_OPDRACHTEN_.
a: Vertaal deze zin uit de leestekst hieronder naar het Engels: "De uitspraak is openbaar gemaakt en partijen zijn geïnformeerd over de mogelijkheid om in verzet te gaan tegen deze uitspraak binnen zes weken na bekendmaking."
b: Welk bedrag kent de rechtbank volgens de leestekst hieronder aan de verzoeker toe?

_LEESTEKST_.
★ ★ ★ ★
ECLI:NL:RBDHA:2021:2875
Rechtbank Den Haag
- Eerste aanleg - enkelvoudig
- Rechtspraak.nl
Verzoek om vergoeding van proceskosten in bestuursrechtelijke procedure
In deze zaak heeft de Rechtbank Den Haag op 7 januari 2021 uitspraak gedaan in een verzoek om vergoeding van proceskosten door verzoeker, vertegenwoordigd door mr. M.F. Wijngaarden, tegen de Staatssecretaris van Justitie en Veiligheid, vertegenwoordigd door T. Hogervorst. Verzoeker had in oktober 2020 beroep aangetekend omdat verweerder niet tijdig had beslist op zijn aanvraag. Na een beslissing van verweerder op 11 november 2020 heeft verzoeker het beroep ingetrokken en verzocht om vergoeding van de proceskosten. Verweerder heeft niet gereageerd op dit verzoek, wat door de rechtbank werd geïnterpreteerd als geen bezwaar tegen de vergoeding van de proceskosten.
De rechtbank heeft overwogen dat, gezien het feit dat verweerder pas na het indienen van het beroep een beslissing heeft genomen, verzoeker recht heeft op vergoeding van de gemaakte proceskosten. De rechtbank heeft vastgesteld dat verzoeker een professionele juridische hulpverlener heeft ingeschakeld, maar omdat de zaak enkel betrekking had op de overschrijding van de beslistermijn, is er een lagere vergoeding toegekend. De rechtbank heeft een bedrag van € 267,- toegewezen aan verzoeker, dat door verweerder moet worden betaald.
De uitspraak is openbaar gemaakt en partijen zijn geïnformeerd over de mogelijkheid om in verzet te gaan tegen deze uitspraak binnen zes weken na bekendmaking.
★ ★ ★ ★
_VERSTREKTE GEGEVENS_.
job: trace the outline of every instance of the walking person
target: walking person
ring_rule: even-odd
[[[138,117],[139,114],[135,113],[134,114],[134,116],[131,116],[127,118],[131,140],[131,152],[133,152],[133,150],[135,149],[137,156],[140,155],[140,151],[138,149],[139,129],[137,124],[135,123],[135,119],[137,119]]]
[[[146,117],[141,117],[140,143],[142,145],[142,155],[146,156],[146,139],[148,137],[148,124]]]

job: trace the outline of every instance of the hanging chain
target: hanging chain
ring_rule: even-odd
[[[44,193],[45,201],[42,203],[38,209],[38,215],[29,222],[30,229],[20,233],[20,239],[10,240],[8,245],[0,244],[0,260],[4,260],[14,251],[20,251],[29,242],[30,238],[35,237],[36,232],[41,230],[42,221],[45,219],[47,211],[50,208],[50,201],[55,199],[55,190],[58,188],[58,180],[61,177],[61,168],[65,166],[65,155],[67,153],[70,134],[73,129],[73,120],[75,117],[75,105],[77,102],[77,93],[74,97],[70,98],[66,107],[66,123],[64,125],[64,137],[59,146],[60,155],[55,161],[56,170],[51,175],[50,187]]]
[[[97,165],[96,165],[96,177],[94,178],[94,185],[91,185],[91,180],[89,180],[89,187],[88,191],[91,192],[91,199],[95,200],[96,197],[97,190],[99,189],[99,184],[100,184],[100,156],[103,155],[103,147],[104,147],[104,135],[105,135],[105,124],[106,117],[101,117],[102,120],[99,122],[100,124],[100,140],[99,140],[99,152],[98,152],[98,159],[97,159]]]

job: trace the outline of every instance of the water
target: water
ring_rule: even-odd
★ ★ ★ ★
_ANTWOORDEN OP VOLGORDE_.
a: The decision was made public, and the parties were informed of the option to lodge an objection to this decision within six weeks of its publication.

b: Een bedrag van € 267,-.